▶ Given instruction a
Pull out every line of the rows below that contains the string "carved", treating uppercase and lowercase letters as different.

▶ Passage given
I'm clearly very new to this forum, and also very new to 8mm movie cameras (still haven't even bought a roll of film, but I'm rather experienced with 35mm film photography). I know that having a reliable camera, which provides repeatable results is fairly essential to troubleshooting technique & for general enjoyment of any medium. I know my limitations, and have dabbled in still camera repair for quite a while. To get started on my 8mm adventure, I have purchased several of the less popular Bolex B8 cameras to study, repair, and use. At this point, I've disassembled, cleaned, lubed, and reassembled a few of them. The blog posts by Cinetinker (whom I saw is a member here) were absolutely pivotal to helping me get started. I use all the correct precision screwdrivers, wash parts ultrasonically in closed containers with waterless watch cleaning solvents, lubricate with Rocol & Nyeoil, then reassemble. So far, the results are great, and I'm pretty excited! 

Now, I've come to the point of dialing in the shutter speed. In reassembly, I've aligned the shutter speed cam & indicator wheel so that 64fps & 8fps are in their correct locations at the extremes of the adjustment dial movement. Between what I worked out on my own, talking to a coworker whom operated high-speed movie & video cameras professionally for 20+ years, and watching the film "Teaser: Paillard Bolex” on Vimeo, I understand shutter timing is set with a stroboscope. Anyway, long story short, now I have a General Radio 1531-AB stroboscope to store with all my other test equipment...

▶ Source records
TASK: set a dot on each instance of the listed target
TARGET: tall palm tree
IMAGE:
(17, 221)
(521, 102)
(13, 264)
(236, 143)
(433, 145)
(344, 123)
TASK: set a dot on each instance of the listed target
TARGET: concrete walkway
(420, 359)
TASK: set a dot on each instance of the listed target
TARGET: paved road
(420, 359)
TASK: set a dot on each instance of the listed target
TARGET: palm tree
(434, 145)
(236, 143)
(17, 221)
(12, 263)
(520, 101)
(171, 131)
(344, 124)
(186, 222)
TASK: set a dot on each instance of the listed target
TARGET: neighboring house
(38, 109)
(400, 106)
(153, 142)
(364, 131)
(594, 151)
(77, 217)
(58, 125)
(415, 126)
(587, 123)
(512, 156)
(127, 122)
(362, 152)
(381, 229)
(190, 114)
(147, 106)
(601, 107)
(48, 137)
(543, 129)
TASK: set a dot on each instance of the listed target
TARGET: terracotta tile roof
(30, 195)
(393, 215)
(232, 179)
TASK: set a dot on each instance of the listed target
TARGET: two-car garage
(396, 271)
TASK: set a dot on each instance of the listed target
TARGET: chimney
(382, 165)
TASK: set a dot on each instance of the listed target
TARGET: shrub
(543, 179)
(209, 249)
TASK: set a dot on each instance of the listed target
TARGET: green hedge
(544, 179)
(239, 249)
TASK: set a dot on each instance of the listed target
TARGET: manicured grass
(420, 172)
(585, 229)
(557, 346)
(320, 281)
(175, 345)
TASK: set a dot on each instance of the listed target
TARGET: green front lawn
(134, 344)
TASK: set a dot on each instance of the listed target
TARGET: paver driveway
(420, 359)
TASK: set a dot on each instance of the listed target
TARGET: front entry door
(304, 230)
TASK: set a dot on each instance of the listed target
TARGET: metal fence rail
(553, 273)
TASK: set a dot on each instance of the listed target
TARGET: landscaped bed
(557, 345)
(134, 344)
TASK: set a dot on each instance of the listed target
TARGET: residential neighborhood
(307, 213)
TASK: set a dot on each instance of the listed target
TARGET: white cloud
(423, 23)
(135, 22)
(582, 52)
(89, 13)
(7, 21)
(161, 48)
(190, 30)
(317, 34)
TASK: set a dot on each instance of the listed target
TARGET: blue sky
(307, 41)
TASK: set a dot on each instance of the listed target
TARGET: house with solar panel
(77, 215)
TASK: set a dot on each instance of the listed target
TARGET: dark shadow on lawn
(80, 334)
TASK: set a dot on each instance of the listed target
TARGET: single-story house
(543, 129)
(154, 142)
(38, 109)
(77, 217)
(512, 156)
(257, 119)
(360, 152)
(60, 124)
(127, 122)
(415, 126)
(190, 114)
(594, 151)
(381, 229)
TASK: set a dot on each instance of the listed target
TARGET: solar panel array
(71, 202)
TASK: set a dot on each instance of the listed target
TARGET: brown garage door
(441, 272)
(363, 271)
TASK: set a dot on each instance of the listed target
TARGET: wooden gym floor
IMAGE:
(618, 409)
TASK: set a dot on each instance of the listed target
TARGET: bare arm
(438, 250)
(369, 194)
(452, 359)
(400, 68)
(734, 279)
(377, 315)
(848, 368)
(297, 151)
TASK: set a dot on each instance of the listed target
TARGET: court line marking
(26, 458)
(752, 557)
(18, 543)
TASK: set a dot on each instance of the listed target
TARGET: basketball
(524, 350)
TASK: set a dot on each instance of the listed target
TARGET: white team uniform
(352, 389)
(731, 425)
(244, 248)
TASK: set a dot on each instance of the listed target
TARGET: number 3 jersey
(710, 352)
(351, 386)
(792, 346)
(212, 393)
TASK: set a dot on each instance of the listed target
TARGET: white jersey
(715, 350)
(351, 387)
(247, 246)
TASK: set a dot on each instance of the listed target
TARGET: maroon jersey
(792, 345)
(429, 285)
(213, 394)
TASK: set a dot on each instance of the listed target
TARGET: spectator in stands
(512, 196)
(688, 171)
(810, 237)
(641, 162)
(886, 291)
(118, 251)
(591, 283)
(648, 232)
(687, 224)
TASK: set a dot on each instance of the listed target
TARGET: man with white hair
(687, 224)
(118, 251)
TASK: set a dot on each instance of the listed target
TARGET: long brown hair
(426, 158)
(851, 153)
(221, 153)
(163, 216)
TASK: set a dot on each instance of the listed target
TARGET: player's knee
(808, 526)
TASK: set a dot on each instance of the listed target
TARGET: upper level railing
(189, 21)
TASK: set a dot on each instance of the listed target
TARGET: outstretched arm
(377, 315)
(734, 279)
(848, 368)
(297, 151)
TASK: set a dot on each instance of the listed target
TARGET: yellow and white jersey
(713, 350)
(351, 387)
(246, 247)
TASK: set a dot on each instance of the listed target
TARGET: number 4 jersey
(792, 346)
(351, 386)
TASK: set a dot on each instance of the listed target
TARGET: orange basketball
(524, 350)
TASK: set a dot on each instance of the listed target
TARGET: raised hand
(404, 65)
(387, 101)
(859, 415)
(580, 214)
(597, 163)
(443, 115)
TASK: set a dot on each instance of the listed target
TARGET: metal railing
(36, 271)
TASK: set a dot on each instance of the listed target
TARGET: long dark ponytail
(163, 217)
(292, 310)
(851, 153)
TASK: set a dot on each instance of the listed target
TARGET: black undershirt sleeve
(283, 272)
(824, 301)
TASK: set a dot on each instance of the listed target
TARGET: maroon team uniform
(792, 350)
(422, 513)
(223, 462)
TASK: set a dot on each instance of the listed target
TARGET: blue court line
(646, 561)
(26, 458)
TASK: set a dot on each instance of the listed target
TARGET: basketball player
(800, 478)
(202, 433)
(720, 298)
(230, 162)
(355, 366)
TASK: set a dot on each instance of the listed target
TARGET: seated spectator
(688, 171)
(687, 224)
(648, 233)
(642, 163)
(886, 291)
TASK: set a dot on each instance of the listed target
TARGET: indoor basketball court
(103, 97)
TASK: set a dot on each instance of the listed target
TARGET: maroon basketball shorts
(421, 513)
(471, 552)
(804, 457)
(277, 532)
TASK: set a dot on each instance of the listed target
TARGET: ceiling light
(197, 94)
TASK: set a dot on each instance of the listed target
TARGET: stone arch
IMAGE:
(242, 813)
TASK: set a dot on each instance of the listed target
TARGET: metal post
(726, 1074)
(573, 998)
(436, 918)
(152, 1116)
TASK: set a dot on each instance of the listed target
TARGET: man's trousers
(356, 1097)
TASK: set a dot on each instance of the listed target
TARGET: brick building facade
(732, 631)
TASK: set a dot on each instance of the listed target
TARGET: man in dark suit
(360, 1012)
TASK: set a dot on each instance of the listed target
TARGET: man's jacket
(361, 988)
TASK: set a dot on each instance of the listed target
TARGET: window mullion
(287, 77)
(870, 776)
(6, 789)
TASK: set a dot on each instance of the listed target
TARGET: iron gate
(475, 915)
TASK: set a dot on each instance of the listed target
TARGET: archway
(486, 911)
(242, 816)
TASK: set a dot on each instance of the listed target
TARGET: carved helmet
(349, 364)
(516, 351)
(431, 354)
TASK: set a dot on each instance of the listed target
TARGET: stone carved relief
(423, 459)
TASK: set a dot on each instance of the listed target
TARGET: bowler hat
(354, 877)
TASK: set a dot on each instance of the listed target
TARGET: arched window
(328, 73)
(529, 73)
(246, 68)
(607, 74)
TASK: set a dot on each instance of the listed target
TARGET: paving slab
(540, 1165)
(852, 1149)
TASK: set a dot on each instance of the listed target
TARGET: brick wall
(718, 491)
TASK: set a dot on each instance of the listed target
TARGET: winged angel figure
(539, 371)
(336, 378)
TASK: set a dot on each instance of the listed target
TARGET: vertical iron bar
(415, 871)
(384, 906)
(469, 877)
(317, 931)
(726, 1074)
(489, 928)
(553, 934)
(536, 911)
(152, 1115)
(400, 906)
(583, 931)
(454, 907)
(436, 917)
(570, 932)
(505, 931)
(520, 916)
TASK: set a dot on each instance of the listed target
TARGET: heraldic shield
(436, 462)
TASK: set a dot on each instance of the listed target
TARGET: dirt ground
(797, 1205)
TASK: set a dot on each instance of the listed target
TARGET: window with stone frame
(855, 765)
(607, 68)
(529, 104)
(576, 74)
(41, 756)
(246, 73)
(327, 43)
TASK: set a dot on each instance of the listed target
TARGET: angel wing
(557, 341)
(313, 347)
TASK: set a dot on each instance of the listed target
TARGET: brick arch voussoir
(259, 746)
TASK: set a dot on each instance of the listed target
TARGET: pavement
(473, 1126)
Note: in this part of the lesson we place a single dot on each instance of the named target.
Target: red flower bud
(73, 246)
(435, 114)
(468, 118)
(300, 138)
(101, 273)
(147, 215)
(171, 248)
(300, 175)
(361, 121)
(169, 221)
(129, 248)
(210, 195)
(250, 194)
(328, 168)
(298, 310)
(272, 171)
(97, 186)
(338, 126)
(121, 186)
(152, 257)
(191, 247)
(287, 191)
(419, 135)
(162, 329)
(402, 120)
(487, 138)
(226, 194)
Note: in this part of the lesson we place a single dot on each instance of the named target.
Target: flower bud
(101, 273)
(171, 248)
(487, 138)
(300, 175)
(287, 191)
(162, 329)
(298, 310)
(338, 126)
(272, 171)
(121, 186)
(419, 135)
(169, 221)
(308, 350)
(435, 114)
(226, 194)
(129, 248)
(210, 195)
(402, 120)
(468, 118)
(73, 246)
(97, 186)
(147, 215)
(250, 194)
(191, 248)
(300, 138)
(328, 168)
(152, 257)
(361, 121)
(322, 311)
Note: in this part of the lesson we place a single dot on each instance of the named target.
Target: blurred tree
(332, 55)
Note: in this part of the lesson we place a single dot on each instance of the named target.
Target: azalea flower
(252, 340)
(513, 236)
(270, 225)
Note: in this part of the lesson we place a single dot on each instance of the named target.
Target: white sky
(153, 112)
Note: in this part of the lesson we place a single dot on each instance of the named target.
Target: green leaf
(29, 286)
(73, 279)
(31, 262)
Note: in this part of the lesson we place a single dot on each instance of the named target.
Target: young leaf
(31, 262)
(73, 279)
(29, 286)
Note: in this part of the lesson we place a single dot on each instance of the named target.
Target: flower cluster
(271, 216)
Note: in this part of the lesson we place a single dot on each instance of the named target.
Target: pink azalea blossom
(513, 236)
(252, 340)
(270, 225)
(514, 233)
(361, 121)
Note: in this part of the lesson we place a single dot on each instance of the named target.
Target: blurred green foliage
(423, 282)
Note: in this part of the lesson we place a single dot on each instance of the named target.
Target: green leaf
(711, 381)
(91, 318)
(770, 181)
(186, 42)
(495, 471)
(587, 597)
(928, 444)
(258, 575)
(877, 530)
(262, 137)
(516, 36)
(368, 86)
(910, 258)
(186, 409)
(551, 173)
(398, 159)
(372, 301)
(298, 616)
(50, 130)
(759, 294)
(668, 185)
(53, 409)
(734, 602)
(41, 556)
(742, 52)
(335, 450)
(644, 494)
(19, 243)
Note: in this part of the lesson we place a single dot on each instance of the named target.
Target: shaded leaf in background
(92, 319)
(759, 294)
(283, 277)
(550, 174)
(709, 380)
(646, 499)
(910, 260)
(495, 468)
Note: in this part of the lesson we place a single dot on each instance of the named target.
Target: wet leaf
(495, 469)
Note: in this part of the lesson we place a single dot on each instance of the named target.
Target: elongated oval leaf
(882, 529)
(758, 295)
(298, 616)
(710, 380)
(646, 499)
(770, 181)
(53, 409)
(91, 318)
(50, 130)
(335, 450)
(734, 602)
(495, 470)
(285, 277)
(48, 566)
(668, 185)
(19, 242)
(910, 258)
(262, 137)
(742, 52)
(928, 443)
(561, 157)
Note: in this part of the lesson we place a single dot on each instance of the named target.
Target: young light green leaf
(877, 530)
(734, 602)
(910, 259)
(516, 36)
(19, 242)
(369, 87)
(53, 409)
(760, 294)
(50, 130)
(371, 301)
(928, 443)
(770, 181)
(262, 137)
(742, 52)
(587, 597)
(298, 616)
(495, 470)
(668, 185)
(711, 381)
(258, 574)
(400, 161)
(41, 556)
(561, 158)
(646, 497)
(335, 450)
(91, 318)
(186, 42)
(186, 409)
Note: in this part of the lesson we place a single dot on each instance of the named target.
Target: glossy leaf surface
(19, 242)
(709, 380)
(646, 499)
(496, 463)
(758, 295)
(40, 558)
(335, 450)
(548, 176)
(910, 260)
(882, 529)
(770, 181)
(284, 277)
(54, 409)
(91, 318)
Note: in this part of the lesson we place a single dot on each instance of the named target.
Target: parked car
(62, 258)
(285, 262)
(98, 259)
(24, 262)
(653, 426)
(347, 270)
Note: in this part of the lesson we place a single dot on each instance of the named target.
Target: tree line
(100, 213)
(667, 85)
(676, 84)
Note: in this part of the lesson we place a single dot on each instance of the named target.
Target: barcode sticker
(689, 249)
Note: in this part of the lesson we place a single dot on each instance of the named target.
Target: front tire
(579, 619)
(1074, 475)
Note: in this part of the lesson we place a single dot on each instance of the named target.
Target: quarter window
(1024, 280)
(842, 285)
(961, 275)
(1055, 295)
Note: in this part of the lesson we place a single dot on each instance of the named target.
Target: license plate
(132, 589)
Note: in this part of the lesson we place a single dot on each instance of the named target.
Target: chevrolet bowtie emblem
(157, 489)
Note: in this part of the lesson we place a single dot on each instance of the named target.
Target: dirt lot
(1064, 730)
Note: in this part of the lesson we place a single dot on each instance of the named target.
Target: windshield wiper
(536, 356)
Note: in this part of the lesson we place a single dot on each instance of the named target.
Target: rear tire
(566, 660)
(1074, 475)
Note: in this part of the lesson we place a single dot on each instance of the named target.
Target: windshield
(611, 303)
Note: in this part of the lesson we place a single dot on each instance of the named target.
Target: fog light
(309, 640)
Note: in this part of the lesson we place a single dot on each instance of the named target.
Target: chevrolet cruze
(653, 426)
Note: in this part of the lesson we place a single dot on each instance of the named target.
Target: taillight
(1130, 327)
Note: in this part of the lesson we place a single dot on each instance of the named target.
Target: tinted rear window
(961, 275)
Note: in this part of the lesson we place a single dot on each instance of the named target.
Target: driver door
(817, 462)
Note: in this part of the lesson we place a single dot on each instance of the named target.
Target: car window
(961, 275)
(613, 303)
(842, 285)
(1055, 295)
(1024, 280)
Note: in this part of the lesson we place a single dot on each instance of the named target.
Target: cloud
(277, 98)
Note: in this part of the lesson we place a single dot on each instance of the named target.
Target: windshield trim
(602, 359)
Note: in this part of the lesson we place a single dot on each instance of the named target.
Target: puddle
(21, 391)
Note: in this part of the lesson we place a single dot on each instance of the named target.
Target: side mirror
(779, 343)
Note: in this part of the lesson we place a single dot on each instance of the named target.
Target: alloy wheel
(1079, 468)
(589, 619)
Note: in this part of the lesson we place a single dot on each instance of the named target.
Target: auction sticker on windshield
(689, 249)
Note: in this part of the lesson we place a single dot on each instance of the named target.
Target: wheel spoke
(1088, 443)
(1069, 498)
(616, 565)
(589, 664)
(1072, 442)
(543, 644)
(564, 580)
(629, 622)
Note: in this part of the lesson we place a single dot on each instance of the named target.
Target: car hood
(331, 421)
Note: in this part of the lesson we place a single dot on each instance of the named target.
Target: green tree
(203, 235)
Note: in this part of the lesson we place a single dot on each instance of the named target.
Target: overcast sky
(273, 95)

▶ Given instruction b
Reproduce word for word the stretch of the Bolex camera post above that begins at the words "Now, I've come" and stops after "other test equipment...".

▶ Expected answer a
TARGET: carved helmet
TARGET: stone carved relief

▶ Expected answer b
Now, I've come to the point of dialing in the shutter speed. In reassembly, I've aligned the shutter speed cam & indicator wheel so that 64fps & 8fps are in their correct locations at the extremes of the adjustment dial movement. Between what I worked out on my own, talking to a coworker whom operated high-speed movie & video cameras professionally for 20+ years, and watching the film "Teaser: Paillard Bolex” on Vimeo, I understand shutter timing is set with a stroboscope. Anyway, long story short, now I have a General Radio 1531-AB stroboscope to store with all my other test equipment...